**What is needed**. Among the entries below, extract exactly the lines that run from the one with "Given the image above, detect green vegetable" through the one with "Given the image above, detect red onion", both ends included.

**The data**.
# # # # #

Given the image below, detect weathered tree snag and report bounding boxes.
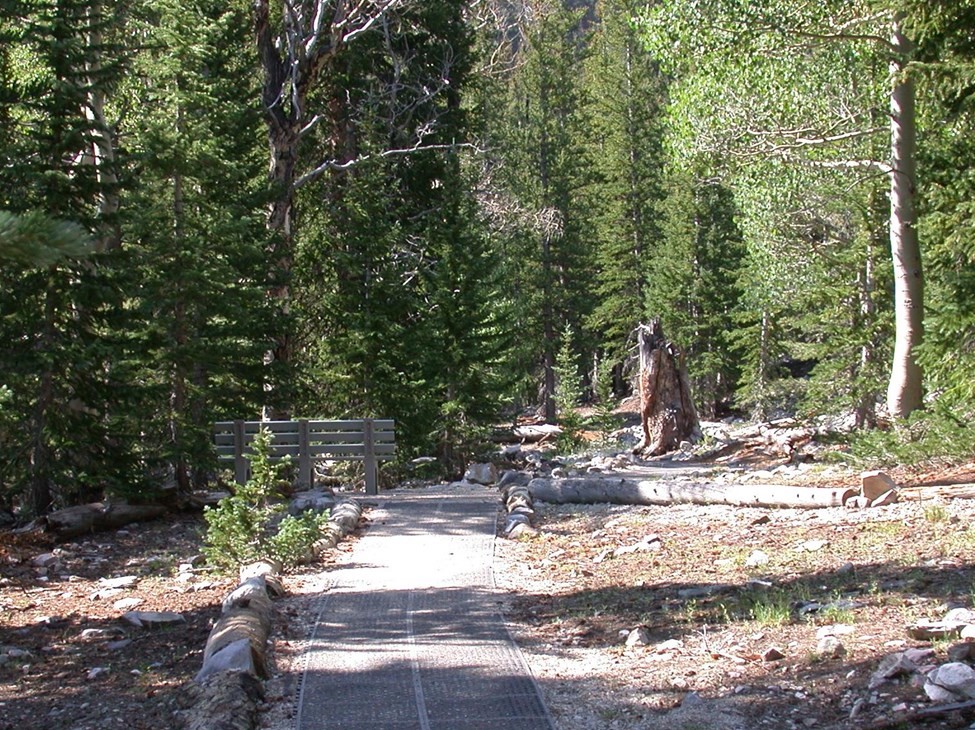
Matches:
[38,503,167,540]
[633,321,700,456]
[529,477,855,509]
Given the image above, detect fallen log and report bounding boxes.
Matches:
[529,477,855,509]
[39,502,167,540]
[197,574,275,682]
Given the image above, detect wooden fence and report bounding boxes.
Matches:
[213,419,395,496]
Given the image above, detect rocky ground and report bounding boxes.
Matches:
[2,437,975,730]
[494,460,975,730]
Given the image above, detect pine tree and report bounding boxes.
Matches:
[499,0,594,423]
[0,1,134,514]
[582,0,668,392]
[647,170,745,417]
[292,1,516,469]
[121,0,273,493]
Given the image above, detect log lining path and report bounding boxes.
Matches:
[293,482,555,730]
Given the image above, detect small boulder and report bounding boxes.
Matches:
[860,470,897,501]
[763,647,786,662]
[464,463,498,485]
[745,550,769,567]
[122,611,185,628]
[625,627,651,647]
[925,662,975,702]
[871,489,899,507]
[815,636,846,660]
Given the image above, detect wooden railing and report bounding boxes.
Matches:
[213,419,395,496]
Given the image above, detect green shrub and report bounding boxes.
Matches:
[203,428,330,571]
[849,405,975,466]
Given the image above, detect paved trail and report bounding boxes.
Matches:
[295,483,554,730]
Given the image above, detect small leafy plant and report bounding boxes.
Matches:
[204,428,330,571]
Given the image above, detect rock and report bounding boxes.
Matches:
[817,624,855,639]
[463,463,498,485]
[32,553,59,569]
[745,550,769,567]
[845,495,870,510]
[122,611,185,628]
[962,625,975,640]
[870,651,923,689]
[797,539,828,552]
[924,681,961,704]
[113,597,143,610]
[763,647,786,662]
[926,662,975,700]
[860,470,897,501]
[944,608,975,623]
[625,627,651,647]
[947,642,975,662]
[871,489,899,507]
[105,639,132,651]
[909,619,966,640]
[99,575,139,590]
[87,667,110,680]
[815,636,846,659]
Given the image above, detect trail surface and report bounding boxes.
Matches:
[295,483,554,730]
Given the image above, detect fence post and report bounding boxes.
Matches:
[233,419,247,485]
[298,419,311,489]
[363,418,377,496]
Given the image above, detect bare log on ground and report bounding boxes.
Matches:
[197,574,275,682]
[38,503,167,540]
[529,477,855,509]
[181,671,264,730]
[633,321,700,456]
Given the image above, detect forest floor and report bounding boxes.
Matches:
[1,441,975,729]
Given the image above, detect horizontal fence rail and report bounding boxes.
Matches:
[214,418,395,495]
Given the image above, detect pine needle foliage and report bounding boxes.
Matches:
[203,429,330,571]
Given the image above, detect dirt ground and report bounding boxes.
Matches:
[494,461,975,730]
[1,454,975,730]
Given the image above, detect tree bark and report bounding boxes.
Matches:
[39,502,167,540]
[529,477,855,509]
[633,320,700,455]
[885,16,923,419]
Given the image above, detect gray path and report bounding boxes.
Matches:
[295,483,554,730]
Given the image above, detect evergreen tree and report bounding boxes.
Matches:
[647,170,745,417]
[293,1,515,470]
[0,0,133,514]
[121,0,273,493]
[582,0,667,393]
[500,0,594,423]
[900,0,975,408]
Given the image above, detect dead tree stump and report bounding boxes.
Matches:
[634,320,700,456]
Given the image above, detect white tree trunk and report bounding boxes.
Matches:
[885,16,923,419]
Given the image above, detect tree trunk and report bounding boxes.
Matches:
[261,126,299,420]
[38,502,167,540]
[633,320,700,456]
[529,477,855,509]
[886,16,923,419]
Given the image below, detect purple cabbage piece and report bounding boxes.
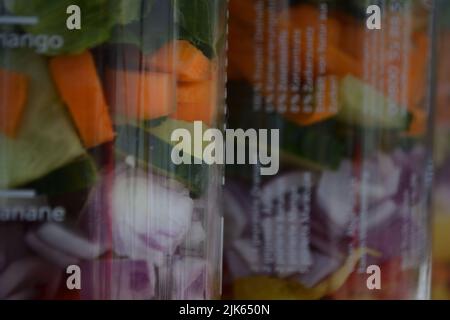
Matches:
[81,259,155,300]
[366,206,424,264]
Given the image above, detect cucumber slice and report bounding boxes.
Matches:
[279,118,345,170]
[148,119,211,160]
[0,50,85,189]
[337,75,412,130]
[115,120,210,196]
[227,82,345,172]
[28,156,98,196]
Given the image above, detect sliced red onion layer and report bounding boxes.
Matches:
[113,225,165,266]
[34,223,107,260]
[171,257,210,300]
[224,147,427,289]
[317,152,402,232]
[181,221,206,251]
[317,160,354,230]
[81,259,155,300]
[78,168,114,250]
[367,212,423,264]
[366,200,397,230]
[25,231,79,268]
[223,181,252,243]
[362,152,401,204]
[260,216,313,276]
[393,146,426,171]
[111,168,193,257]
[0,256,59,299]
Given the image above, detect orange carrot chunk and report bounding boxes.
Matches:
[172,78,218,126]
[0,69,28,138]
[106,69,176,121]
[326,46,362,79]
[405,107,426,137]
[50,51,115,148]
[146,40,212,82]
[279,4,342,46]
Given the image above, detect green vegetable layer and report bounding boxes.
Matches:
[0,50,85,188]
[8,0,153,55]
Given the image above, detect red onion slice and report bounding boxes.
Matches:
[0,256,59,299]
[81,259,155,300]
[171,257,210,300]
[25,231,79,268]
[35,223,106,260]
[181,221,206,251]
[111,169,193,256]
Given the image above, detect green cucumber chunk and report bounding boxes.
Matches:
[337,75,412,130]
[0,50,85,189]
[115,119,210,196]
[227,82,345,172]
[28,156,98,196]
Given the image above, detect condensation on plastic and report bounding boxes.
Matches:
[0,0,226,300]
[224,0,436,300]
[432,0,450,300]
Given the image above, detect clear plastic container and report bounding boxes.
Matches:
[224,0,435,300]
[0,0,226,300]
[432,0,450,300]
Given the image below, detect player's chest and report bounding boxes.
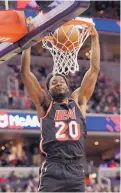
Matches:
[43,107,84,141]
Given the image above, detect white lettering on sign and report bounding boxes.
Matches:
[0,114,8,128]
[0,114,40,129]
[9,115,20,127]
[0,37,11,42]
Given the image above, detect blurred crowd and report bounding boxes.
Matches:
[0,140,120,192]
[0,140,120,168]
[86,71,120,114]
[0,171,120,192]
[0,64,120,114]
[94,1,120,19]
[85,172,120,192]
[0,171,38,192]
[0,141,41,167]
[100,158,120,169]
[85,1,120,20]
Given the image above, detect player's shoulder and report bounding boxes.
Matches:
[69,97,86,119]
[68,98,79,107]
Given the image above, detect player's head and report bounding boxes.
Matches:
[46,73,70,102]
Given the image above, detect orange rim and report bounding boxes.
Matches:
[39,20,93,43]
[63,19,93,29]
[38,35,54,43]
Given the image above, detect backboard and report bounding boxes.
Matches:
[0,0,90,64]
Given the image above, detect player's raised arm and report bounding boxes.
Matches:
[72,27,100,116]
[21,48,50,117]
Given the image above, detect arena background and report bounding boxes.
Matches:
[0,1,120,192]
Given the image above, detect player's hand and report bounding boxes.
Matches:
[27,17,35,32]
[90,26,98,37]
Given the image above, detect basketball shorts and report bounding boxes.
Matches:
[38,157,85,192]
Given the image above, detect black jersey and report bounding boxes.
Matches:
[40,99,87,159]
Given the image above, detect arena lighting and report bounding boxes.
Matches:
[90,160,94,165]
[85,52,89,56]
[115,139,119,143]
[91,173,97,178]
[100,10,104,15]
[1,146,5,150]
[71,71,76,76]
[94,141,99,145]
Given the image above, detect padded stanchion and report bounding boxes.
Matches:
[0,10,28,43]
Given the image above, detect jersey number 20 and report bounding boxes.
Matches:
[55,121,81,141]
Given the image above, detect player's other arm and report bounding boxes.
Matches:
[72,27,100,116]
[21,48,50,117]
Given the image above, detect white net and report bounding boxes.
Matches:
[42,19,93,75]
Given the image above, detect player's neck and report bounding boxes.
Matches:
[54,97,68,104]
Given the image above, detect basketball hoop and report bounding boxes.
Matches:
[41,19,94,75]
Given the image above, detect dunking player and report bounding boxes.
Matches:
[21,26,100,192]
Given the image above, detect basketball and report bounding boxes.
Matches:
[53,25,80,52]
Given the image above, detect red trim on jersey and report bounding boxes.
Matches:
[70,97,85,120]
[40,101,53,119]
[38,160,46,191]
[40,119,47,156]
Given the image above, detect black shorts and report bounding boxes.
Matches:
[38,157,85,192]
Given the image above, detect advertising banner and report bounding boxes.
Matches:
[93,18,120,33]
[0,111,120,132]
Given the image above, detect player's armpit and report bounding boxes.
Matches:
[71,68,99,118]
[76,67,99,103]
[72,66,99,102]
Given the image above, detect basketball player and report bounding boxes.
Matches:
[21,26,100,192]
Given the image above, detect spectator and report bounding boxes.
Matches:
[32,147,41,166]
[0,63,120,114]
[0,171,120,192]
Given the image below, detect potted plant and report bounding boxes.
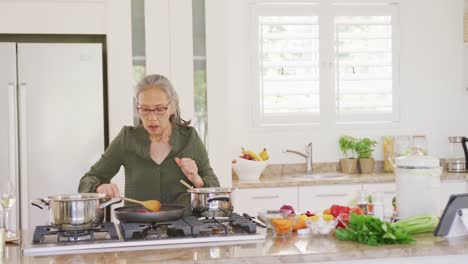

# # # # #

**Result for this exercise**.
Given the image above, detect green vegetable layer and report bounding boxes.
Matches:
[0,50,85,188]
[8,0,153,55]
Given the image above, detect red onion slice and report bounding boxes.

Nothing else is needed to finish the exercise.